EXERCISE GOAL: Only the count should appear in your answer: how many lines of the data below contain the word "countertop"?

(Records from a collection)

-----

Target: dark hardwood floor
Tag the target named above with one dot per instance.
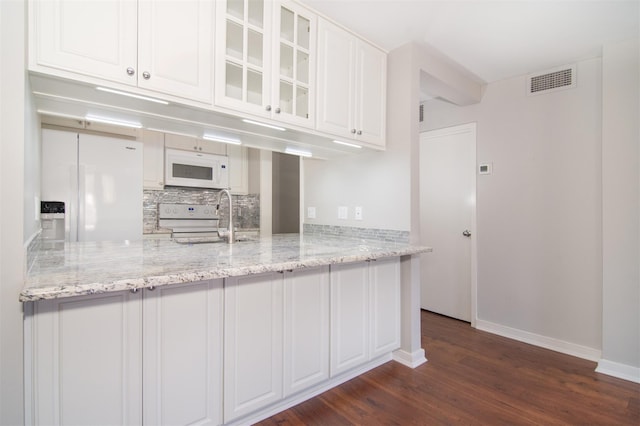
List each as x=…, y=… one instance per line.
x=474, y=377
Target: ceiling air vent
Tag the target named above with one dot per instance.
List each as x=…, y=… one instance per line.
x=551, y=81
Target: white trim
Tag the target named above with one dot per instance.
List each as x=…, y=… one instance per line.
x=539, y=340
x=411, y=360
x=621, y=371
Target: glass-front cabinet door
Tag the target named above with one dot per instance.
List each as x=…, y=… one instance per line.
x=294, y=64
x=243, y=45
x=266, y=59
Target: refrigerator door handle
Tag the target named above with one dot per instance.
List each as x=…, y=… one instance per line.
x=82, y=184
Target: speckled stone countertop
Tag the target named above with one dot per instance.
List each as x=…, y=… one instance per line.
x=74, y=269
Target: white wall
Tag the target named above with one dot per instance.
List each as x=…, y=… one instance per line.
x=621, y=209
x=378, y=182
x=32, y=163
x=538, y=214
x=384, y=183
x=12, y=134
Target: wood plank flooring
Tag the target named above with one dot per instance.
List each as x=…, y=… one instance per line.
x=474, y=377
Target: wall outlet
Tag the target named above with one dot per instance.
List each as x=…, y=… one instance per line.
x=311, y=212
x=357, y=214
x=343, y=212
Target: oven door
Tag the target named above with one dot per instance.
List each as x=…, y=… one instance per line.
x=193, y=169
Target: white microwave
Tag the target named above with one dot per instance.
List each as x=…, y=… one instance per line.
x=196, y=169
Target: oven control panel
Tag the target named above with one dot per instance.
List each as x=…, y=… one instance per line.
x=186, y=211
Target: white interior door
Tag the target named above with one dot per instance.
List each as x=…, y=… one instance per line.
x=447, y=220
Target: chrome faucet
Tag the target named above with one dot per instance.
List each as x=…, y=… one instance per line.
x=230, y=233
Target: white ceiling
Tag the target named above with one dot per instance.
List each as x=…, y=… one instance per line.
x=493, y=40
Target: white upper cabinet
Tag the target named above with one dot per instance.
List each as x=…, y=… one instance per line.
x=93, y=38
x=165, y=46
x=352, y=85
x=175, y=48
x=264, y=62
x=294, y=59
x=153, y=159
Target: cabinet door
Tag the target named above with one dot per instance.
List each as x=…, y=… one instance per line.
x=306, y=332
x=252, y=343
x=153, y=159
x=88, y=360
x=349, y=316
x=294, y=64
x=186, y=143
x=243, y=41
x=384, y=281
x=175, y=48
x=87, y=37
x=183, y=354
x=336, y=88
x=371, y=102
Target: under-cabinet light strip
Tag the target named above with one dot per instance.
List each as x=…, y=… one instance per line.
x=299, y=152
x=132, y=95
x=221, y=139
x=257, y=123
x=352, y=145
x=115, y=122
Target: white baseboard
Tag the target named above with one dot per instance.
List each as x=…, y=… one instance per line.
x=621, y=371
x=557, y=345
x=410, y=359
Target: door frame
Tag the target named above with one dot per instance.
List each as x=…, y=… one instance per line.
x=453, y=130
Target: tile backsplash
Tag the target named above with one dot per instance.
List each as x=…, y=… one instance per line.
x=246, y=208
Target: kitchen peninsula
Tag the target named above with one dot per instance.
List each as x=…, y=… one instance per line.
x=213, y=333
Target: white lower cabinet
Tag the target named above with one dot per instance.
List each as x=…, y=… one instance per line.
x=306, y=328
x=208, y=352
x=349, y=316
x=365, y=312
x=276, y=337
x=384, y=297
x=182, y=369
x=149, y=357
x=252, y=343
x=87, y=360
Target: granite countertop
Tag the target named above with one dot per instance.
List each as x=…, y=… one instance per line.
x=74, y=269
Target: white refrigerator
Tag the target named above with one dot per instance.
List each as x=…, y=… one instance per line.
x=100, y=181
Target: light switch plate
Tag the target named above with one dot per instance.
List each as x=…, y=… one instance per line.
x=311, y=212
x=485, y=169
x=357, y=213
x=343, y=212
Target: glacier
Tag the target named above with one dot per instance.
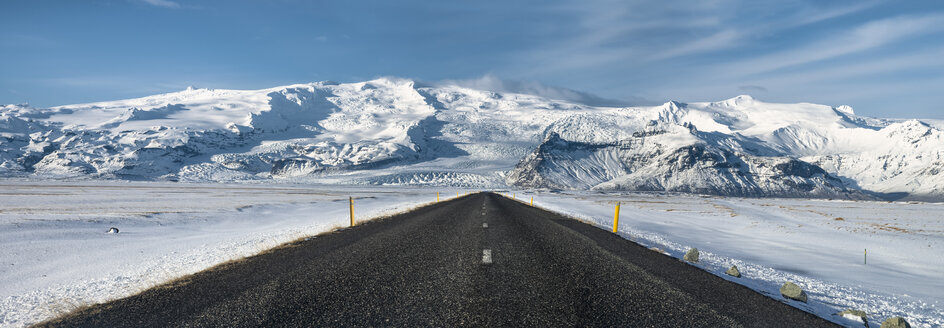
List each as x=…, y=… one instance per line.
x=393, y=131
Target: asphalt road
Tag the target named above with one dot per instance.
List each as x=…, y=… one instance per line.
x=428, y=268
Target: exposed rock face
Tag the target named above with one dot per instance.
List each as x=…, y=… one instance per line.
x=896, y=322
x=857, y=314
x=691, y=255
x=658, y=162
x=792, y=291
x=387, y=131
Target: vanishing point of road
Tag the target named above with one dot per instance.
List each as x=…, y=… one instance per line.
x=479, y=260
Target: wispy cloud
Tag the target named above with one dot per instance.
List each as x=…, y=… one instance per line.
x=161, y=3
x=864, y=37
x=491, y=82
x=722, y=40
x=614, y=35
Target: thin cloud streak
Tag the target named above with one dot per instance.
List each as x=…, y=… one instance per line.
x=865, y=37
x=162, y=3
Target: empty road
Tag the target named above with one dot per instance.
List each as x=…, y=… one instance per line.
x=479, y=260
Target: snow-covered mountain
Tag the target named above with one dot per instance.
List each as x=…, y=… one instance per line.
x=395, y=131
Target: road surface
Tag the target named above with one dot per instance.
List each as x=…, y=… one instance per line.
x=479, y=260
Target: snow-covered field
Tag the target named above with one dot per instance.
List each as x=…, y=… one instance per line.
x=55, y=254
x=817, y=244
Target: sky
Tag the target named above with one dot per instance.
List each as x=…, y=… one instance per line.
x=883, y=58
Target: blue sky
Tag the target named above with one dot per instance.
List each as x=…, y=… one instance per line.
x=884, y=58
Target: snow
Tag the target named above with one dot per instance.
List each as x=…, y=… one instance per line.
x=326, y=132
x=817, y=244
x=56, y=253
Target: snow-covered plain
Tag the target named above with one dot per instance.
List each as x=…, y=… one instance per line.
x=55, y=254
x=817, y=244
x=402, y=132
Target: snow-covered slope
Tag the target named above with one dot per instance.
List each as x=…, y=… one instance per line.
x=396, y=131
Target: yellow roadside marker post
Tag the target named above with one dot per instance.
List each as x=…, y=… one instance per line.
x=616, y=218
x=351, y=204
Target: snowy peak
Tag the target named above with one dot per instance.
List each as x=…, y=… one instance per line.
x=397, y=131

-----

COMPLETED EXERCISE: 2